▸ Excerpt provided:
====

Chad Booc, born on April 17, 1994, was a volunteer teacher and environmental advocate from Alternative Learning Center for Agricultural and Livelihood Development (ALCADEV), an alternative school for Lumad children. He was a graduate of the University of the Philippines with a cum laude degree in Computer Science. He started being a volunteer teacher in 2016. He was also known as an activist who shared on social media Lumad struggles against militarization and other hardships. He was red-tagged multiple times by the National Task Force to End Local Communist Armed Conflict (NTF-ELCAC). He was arrested twice: first at the Batasang Pambansa in July 17, 2017, along with other youth, in protest against Martial Law in Mindanao under President Rodrigo Duterte, and second, in Cebu City on February 15, 2021, during a police raid against a Lumad sanctuary in University of San Carlos. On May 14, the charges against Booc and six other teachers, datus, and students were dismissed and they were set free.

Gelejurain "Jurain" Ngujo II was a graduate of Liceo de Davao – Briz Campus in Tagum City with a degree in Secondary Education majoring in English. After his graduation, he became a teacher at a Lumad school, the Community Technical College of Southeastern Mindanao (CTCSM).

Elegyn Balonga was a community health worker from the United Church of Christ in the Philippines particularly in Haran, Davao City, which has served as a sanctuary for Lumads fleeing militarization from AFP and paramilitaries.

====

▸ Input data:
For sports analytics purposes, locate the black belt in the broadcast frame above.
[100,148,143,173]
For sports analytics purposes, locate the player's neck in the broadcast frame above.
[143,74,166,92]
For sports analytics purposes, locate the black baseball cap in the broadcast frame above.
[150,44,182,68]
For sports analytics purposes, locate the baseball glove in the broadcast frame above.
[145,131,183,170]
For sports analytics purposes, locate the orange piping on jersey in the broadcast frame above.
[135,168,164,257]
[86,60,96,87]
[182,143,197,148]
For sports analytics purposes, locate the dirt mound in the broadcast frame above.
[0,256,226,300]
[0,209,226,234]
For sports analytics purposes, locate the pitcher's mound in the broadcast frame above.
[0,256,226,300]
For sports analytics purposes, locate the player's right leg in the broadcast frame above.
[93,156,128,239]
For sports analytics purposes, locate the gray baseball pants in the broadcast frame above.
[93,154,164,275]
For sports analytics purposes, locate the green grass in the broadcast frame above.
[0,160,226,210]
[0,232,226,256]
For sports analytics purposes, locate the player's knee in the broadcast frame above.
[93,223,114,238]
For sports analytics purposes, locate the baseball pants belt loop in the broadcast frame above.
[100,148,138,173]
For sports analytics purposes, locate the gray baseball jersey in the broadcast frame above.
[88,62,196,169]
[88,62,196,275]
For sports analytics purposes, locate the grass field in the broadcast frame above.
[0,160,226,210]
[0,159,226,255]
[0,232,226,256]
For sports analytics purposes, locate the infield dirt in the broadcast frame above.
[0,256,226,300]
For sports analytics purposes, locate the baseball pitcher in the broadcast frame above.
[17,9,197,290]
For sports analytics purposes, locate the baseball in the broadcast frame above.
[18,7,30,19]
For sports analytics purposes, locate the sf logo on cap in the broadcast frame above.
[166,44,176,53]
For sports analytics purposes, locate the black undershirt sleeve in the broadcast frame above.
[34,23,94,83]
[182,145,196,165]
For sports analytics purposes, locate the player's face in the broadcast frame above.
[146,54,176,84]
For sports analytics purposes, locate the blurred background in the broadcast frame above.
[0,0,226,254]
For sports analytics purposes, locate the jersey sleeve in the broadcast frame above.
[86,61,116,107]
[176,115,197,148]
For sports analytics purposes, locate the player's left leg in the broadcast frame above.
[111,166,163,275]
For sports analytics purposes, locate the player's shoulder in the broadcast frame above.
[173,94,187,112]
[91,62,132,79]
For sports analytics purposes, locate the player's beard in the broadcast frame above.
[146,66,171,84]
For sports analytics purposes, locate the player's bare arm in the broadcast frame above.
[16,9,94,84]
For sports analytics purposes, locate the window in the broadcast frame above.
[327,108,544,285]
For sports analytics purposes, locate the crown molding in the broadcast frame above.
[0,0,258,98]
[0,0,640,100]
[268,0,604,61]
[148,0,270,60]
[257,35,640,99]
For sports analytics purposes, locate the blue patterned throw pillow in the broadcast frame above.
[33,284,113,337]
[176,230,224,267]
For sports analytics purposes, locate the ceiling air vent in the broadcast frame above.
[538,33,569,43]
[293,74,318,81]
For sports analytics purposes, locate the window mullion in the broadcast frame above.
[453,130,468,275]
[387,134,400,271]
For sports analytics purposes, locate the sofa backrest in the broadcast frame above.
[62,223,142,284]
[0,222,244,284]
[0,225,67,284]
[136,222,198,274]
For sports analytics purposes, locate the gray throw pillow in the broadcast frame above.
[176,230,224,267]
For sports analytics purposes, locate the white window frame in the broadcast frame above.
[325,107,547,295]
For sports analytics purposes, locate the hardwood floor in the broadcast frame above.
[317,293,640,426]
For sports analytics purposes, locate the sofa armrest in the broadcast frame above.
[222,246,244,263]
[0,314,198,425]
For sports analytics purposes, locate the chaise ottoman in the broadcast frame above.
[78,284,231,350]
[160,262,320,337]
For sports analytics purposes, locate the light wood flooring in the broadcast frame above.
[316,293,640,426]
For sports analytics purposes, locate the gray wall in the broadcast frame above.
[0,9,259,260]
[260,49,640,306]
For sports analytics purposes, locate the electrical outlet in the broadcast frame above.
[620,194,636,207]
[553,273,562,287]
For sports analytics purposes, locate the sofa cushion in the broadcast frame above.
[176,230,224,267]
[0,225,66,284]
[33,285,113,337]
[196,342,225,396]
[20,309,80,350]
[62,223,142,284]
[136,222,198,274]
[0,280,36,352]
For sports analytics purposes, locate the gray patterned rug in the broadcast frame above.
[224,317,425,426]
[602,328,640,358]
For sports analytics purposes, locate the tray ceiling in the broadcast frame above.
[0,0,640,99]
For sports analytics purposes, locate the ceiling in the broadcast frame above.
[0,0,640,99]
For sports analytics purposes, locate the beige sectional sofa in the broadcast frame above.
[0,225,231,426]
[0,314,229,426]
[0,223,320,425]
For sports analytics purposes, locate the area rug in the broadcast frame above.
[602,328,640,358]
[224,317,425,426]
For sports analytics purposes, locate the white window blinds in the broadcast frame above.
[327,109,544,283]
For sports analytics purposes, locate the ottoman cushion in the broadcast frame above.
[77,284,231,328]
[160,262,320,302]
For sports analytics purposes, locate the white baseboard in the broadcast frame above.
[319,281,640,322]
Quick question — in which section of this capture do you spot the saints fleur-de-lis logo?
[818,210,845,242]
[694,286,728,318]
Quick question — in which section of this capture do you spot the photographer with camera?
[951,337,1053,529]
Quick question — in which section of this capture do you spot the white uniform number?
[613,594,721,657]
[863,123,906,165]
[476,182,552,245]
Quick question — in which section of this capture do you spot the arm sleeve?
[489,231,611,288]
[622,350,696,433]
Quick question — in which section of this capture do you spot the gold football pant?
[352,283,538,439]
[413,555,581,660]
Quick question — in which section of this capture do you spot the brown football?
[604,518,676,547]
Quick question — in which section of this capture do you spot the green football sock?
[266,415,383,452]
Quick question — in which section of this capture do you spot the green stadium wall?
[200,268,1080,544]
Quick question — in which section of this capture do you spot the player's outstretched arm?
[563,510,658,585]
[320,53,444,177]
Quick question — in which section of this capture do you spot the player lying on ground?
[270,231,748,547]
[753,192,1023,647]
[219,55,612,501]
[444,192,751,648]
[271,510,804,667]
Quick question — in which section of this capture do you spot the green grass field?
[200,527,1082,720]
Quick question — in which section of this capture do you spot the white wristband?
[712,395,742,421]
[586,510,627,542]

====

▸ Work instruction 1:
Return the stretch of the passage about Chad Booc from "Elegyn Balonga was" through "AFP and paramilitaries.".
▸ Work instruction 2:
Please resume the passage about Chad Booc from the point where it stops.
The records come from an unrelated source.

▸ Written answer 1:
Elegyn Balonga was a community health worker from the United Church of Christ in the Philippines particularly in Haran, Davao City, which has served as a sanctuary for Lumads fleeing militarization from AFP and paramilitaries.

▸ Written answer 2:
== Autopsy ==
An autopsy was done on the body of Booc by forensic pathologist Dr. Raquel B. Del Rosario-Fortun on March 7, 2022, and the results were released by March 10. According to the preliminary findings, the manner of death was homicide and Booc suffered from "internal hemorrhages with lacerations of the lungs, diaphragm, liver, spleen, stomach, intestines, right kidney and right adrenal gland." Fortun said that "there was an intent to kill. They sustained multiple gunshot wounds and on top of that, it looks like many things are being concealed."

Citing the autopsy results as "overkill" Lumad advocacy group Save Our Schools Network called for the Commission on Human Rights, and other national and international independent bodies to “conduct a swift, impartial and thorough investigation of the New Bataan 5 massacre.”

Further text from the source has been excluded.